What the exercise asks: Below are some records; retype all of them exactly.

Data listing:
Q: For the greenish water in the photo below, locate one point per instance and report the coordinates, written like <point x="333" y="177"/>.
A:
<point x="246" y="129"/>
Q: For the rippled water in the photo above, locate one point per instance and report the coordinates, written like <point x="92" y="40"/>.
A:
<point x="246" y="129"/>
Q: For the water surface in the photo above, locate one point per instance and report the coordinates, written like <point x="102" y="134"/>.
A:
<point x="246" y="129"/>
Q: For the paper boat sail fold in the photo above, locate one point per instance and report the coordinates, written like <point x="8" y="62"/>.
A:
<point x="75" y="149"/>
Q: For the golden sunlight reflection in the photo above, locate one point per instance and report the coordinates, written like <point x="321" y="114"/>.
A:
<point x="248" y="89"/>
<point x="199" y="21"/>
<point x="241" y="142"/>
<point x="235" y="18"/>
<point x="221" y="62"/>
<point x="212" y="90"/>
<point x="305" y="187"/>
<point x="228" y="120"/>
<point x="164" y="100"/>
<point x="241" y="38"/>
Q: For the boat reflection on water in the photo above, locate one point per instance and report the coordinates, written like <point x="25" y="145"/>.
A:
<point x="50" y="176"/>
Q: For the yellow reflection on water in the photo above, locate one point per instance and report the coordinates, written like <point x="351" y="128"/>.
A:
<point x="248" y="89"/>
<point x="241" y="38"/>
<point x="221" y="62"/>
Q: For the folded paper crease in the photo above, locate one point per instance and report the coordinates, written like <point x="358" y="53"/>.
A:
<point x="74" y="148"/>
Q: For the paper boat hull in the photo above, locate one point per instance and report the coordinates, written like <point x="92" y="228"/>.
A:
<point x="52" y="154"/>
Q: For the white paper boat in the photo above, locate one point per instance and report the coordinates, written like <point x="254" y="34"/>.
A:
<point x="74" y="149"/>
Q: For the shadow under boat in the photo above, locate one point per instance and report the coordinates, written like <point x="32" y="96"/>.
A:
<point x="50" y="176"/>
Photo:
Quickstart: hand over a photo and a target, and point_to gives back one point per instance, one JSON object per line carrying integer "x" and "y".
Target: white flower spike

Reply:
Q: For the greenish water in the photo below, locate one point per instance and report the coordinates, written like <point x="333" y="177"/>.
A:
<point x="246" y="129"/>
Q: For the rippled water in the photo above, locate one point per instance and report the coordinates, written like <point x="92" y="40"/>.
A:
<point x="246" y="129"/>
Q: For the water surface in the photo above, locate one point per instance and report the coordinates, written like <point x="102" y="134"/>.
A:
<point x="246" y="129"/>
Q: For the paper boat sail fold in the photo above, locate one point per instance and report the coordinates, written like <point x="8" y="62"/>.
A:
<point x="75" y="149"/>
Q: For the golden sunlight reflection in the photo above, locate one point per instance and report the coordinates, written like <point x="321" y="114"/>.
A:
<point x="248" y="89"/>
<point x="199" y="21"/>
<point x="241" y="142"/>
<point x="235" y="18"/>
<point x="221" y="62"/>
<point x="212" y="90"/>
<point x="305" y="187"/>
<point x="228" y="120"/>
<point x="164" y="100"/>
<point x="241" y="38"/>
Q: For the boat reflection on water in the photo above, locate one point per instance and report the coordinates, written like <point x="25" y="145"/>.
A:
<point x="50" y="176"/>
Q: For the yellow reflection on water in the photo above, locate one point per instance and report the coordinates, written like <point x="351" y="128"/>.
A:
<point x="248" y="89"/>
<point x="241" y="38"/>
<point x="221" y="62"/>
Q: For the folded paper crease in the photo above, locate one point per instance and report the coordinates, written like <point x="358" y="53"/>.
A:
<point x="74" y="148"/>
Q: For the paper boat hull in the photo above, locate one point per instance and report the coordinates, written like <point x="92" y="228"/>.
A:
<point x="52" y="154"/>
Q: For the white paper boat in the photo above, locate one point per instance and report the coordinates, written like <point x="254" y="34"/>.
A:
<point x="74" y="149"/>
Q: For the shadow under boat in the photo above, locate one point per instance and report the coordinates, written like <point x="32" y="96"/>.
A:
<point x="50" y="176"/>
Photo:
Quickstart: hand over a photo and a target, and point_to gives back one point per instance, one JSON object per line carrying integer "x" and "y".
Target: white flower spike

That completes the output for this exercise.